MATERIAL FOR THE TASK =
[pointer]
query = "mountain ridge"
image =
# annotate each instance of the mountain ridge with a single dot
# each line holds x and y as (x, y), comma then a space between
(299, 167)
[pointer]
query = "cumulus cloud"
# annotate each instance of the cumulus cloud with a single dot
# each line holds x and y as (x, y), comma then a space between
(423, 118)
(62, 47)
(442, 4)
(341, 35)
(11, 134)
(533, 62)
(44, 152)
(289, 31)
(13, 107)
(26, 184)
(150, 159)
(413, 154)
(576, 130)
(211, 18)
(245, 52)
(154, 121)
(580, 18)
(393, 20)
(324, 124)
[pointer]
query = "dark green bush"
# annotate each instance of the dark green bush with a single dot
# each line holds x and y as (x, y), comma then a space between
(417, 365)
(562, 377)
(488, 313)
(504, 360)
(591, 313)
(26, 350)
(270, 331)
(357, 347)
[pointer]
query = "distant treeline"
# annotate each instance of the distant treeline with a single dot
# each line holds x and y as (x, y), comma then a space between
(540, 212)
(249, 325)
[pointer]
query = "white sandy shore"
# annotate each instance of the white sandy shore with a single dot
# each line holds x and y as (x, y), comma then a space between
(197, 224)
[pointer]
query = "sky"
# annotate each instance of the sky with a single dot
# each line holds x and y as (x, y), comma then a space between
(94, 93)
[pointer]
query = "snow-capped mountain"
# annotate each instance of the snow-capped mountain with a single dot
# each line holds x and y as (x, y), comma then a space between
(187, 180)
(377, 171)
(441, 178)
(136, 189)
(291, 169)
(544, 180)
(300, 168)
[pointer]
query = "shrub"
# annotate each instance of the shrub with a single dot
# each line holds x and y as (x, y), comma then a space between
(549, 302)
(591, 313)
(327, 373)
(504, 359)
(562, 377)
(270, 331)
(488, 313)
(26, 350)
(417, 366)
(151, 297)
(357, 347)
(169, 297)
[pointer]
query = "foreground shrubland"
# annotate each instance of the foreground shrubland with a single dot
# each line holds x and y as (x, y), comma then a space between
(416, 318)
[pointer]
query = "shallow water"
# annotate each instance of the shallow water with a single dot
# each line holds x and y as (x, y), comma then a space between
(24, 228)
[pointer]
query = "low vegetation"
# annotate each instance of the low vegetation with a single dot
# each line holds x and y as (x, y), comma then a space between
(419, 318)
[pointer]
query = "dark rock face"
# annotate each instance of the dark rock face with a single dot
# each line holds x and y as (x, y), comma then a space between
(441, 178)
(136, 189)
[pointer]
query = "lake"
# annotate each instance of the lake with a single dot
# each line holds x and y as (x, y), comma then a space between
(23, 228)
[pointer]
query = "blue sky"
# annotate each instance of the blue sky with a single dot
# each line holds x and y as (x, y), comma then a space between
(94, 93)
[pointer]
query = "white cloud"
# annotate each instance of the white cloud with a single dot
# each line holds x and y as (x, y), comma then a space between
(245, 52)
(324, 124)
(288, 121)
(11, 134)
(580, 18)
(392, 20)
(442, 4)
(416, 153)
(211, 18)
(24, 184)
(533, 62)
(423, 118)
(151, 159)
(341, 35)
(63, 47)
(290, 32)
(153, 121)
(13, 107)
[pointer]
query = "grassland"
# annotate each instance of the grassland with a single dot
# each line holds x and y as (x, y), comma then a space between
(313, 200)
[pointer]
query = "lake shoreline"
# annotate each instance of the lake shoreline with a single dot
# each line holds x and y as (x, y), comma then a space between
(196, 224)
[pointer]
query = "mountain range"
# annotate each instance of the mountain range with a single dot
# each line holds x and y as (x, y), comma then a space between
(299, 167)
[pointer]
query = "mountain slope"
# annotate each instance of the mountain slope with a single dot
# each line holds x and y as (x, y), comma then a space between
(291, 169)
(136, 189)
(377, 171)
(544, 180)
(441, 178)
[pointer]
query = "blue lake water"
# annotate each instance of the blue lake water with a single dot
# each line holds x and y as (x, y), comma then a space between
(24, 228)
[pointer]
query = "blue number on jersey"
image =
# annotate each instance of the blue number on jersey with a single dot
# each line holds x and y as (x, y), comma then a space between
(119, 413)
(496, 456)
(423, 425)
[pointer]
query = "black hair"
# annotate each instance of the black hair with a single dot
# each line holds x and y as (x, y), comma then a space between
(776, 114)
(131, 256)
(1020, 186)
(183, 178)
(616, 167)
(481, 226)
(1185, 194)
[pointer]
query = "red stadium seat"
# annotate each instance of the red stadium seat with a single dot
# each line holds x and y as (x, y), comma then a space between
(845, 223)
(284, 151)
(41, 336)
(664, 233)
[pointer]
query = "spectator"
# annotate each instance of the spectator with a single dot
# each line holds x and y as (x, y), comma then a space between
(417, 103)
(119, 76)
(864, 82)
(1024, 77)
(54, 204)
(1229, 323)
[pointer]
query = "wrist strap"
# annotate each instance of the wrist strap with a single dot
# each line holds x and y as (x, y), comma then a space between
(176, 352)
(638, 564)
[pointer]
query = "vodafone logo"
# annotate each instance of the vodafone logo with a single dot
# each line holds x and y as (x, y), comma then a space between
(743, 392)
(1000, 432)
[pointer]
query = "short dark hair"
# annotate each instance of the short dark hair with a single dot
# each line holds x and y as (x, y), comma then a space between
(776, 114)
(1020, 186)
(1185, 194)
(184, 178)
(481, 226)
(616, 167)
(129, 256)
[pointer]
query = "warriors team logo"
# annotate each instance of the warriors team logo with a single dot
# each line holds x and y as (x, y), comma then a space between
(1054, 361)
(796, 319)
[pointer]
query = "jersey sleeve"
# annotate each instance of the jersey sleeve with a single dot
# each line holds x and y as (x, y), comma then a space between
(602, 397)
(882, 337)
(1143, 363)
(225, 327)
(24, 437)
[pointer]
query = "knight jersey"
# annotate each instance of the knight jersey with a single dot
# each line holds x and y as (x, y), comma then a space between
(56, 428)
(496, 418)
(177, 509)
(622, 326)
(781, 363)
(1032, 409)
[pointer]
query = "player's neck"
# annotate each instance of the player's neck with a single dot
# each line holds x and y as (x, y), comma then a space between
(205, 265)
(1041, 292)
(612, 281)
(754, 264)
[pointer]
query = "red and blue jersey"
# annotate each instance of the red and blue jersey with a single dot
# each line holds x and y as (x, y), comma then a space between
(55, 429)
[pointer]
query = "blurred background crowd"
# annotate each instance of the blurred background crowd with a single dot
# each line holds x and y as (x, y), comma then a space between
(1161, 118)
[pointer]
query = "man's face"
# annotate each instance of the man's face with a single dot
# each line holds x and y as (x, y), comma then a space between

WHAT NEEDS TO BE DONE = Set down all of the entries exactly, please.

RESPONSE =
[pointer]
query = "mountain ridge"
image =
# annotate each instance of the mountain ridge with a single dot
# each line holds x and y as (x, y), comma then a space between
(299, 167)
[pointer]
query = "cumulus cloud"
# annotate each instance of the cumulus cloud with a single dot
# each line holds x and y as (x, y), comma then a space between
(423, 118)
(62, 47)
(442, 4)
(341, 35)
(11, 134)
(533, 62)
(44, 152)
(289, 31)
(13, 107)
(26, 184)
(150, 159)
(413, 154)
(576, 130)
(211, 18)
(245, 52)
(154, 121)
(580, 18)
(393, 20)
(324, 124)
[pointer]
query = "dark green bush"
# annotate each instance of the dark green bush with a single dot
# each line holds x and y as (x, y), comma then a space between
(417, 365)
(562, 377)
(488, 313)
(504, 360)
(591, 313)
(26, 350)
(270, 331)
(357, 347)
[pointer]
query = "distant treeline"
# annotate each instance of the distant treeline with a single dot
# each line holds x and y as (x, y), comma then a space between
(540, 212)
(249, 325)
[pointer]
query = "white sandy shore"
# annotate each instance of the white sandy shore with a single dot
# each line holds x and y as (x, y), comma then a space between
(197, 224)
[pointer]
query = "sky"
# annotate each instance of the sky with a single dot
# each line holds x and y as (x, y), comma then a space between
(94, 93)
[pointer]
query = "snow-capped mountain"
# annotate each instance of the snow-capped mountain with a single dot
# each line holds x and y as (x, y), comma then a space between
(187, 180)
(377, 171)
(441, 178)
(136, 189)
(291, 169)
(544, 180)
(300, 168)
[pointer]
query = "shrub"
# annotate each instance of the shrub with a single dot
# each line holds x and y as (x, y), comma then a space between
(549, 302)
(591, 313)
(327, 373)
(504, 359)
(562, 377)
(270, 331)
(488, 313)
(26, 350)
(417, 366)
(151, 297)
(357, 347)
(169, 297)
[pointer]
query = "foreground shrubland"
# annotate each instance of the foreground shrubland with a single dot
# each line holds x and y as (x, y), comma then a space between
(416, 318)
[pointer]
query = "shallow water"
# annotate each instance of the shallow water with a single dot
# each line holds x and y as (x, y), comma then a space between
(24, 228)
[pointer]
query = "low vegetation"
# annotate each instance of the low vegetation with a single dot
# each line holds x and y as (x, y), comma then a space between
(419, 318)
[pointer]
query = "dark rock face"
# annotate each instance of the dark rock face with a single dot
# each line holds x and y as (x, y), comma then a space between
(441, 178)
(136, 189)
[pointer]
query = "lake"
# annotate each instance of the lake with a single dot
# each line holds x and y as (x, y), comma then a space between
(23, 228)
[pointer]
query = "blue sky"
# annotate each instance of the blue sky with a single dot
# each line holds x and y as (x, y), comma then a space between
(94, 93)
[pointer]
query = "white cloud"
# annotate each instance of the white cloud with a single dot
# each line holds x and y as (x, y), comma then a space between
(245, 52)
(324, 124)
(288, 121)
(11, 134)
(580, 18)
(392, 20)
(442, 4)
(416, 153)
(211, 18)
(24, 184)
(533, 62)
(423, 118)
(151, 159)
(341, 35)
(63, 47)
(290, 32)
(153, 121)
(13, 107)
[pointer]
query = "grassland"
# annotate each instance of the grassland with a single dot
# each line holds x and y as (x, y), comma then a space between
(313, 200)
[pointer]
query = "lake shoreline"
# annotate each instance of the lake shoreline with a single dot
# each line holds x and y as (x, y), comma then a space between
(196, 224)
[pointer]
query = "mountain range"
# annotate each instance of the mountain range with a single dot
# each line holds x and y as (x, y), comma then a space between
(299, 167)
[pointer]
query = "mountain slope"
# annotate each instance of the mountain slope with a single dot
# each line holds x and y as (x, y), comma then a space between
(291, 169)
(136, 189)
(377, 171)
(544, 180)
(441, 178)
[pointer]
query = "blue lake water"
# annotate each instance of the blue lake water with a single dot
# each line holds x and y as (x, y), comma then a space between
(24, 228)
[pointer]
query = "blue number on jersey"
image =
# annotate each instance of the blue number on jersey with a single dot
# each line holds x and y as (x, y), comma then a space between
(119, 413)
(496, 456)
(423, 425)
[pointer]
query = "black hair"
# annotate each instance of the black hair with a single dot
# each line holds x and y as (x, y), comma then a space between
(776, 114)
(131, 256)
(1020, 186)
(183, 178)
(616, 167)
(481, 226)
(1185, 194)
[pointer]
query = "red stadium seat"
# annotate each instance of the red stadium seat with a single dot
# each line holds x and y as (x, y), comma then a space between
(845, 223)
(284, 151)
(41, 336)
(664, 233)
[pointer]
query = "spectator"
# annotate each instance of the spectator with a single dot
# each line holds x and y as (x, y), comma then a space between
(417, 103)
(119, 76)
(864, 82)
(1024, 77)
(54, 204)
(1229, 323)
[pointer]
query = "wrist strap"
# annotate each instance of the wrist strap with a single dot
# each line holds x and y as (x, y), comma then a space between
(176, 352)
(638, 564)
[pointer]
query = "vodafone logo"
# annotate each instance of the vodafone logo with a single dot
# each line holds x and y as (x, y), comma then a space between
(743, 392)
(1000, 432)
[pointer]
query = "short dark hair"
# annotate each instance of the short dark hair with a single dot
# each line holds x and y as (x, y), comma then a space between
(776, 114)
(1020, 186)
(1185, 194)
(184, 178)
(481, 226)
(616, 167)
(129, 256)
[pointer]
query = "warriors team logo"
# annotate each instance of the warriors team logo with a single dot
# each line holds x and y as (x, y), comma then a space between
(1054, 361)
(796, 319)
[pointer]
query = "jersey sleeve"
# annotate each instance of the jersey sleeve with a single dot
# each line holds x and y as (x, y), comma then a space between
(602, 397)
(882, 337)
(1143, 363)
(225, 327)
(24, 437)
[pointer]
query = "knight jersey"
# annotate each instance of the knight jersey with a single dot
# each line holds x and y as (x, y), comma then a space between
(56, 428)
(496, 418)
(177, 509)
(622, 326)
(781, 363)
(1032, 409)
[pointer]
query = "player's neck"
# annotate each instance of the player's neck with a single dot
# each line holds x and y as (x, y), comma then a space between
(205, 265)
(1041, 292)
(612, 281)
(754, 264)
[pointer]
query = "red and blue jersey"
# annotate each instance of the red and blue jersey with a single dot
# each line holds x and y as (x, y), comma then a space between
(55, 429)
[pointer]
query = "blurred background crowd"
# annotate each instance of the blurred background crowd with a single dot
# each line holds x and y as (x, y), comma then a space between
(1161, 118)
[pointer]
query = "man's face"
# annotate each instance of the man's face with a single dot
# each line holds x and y as (x, y), comma then a space between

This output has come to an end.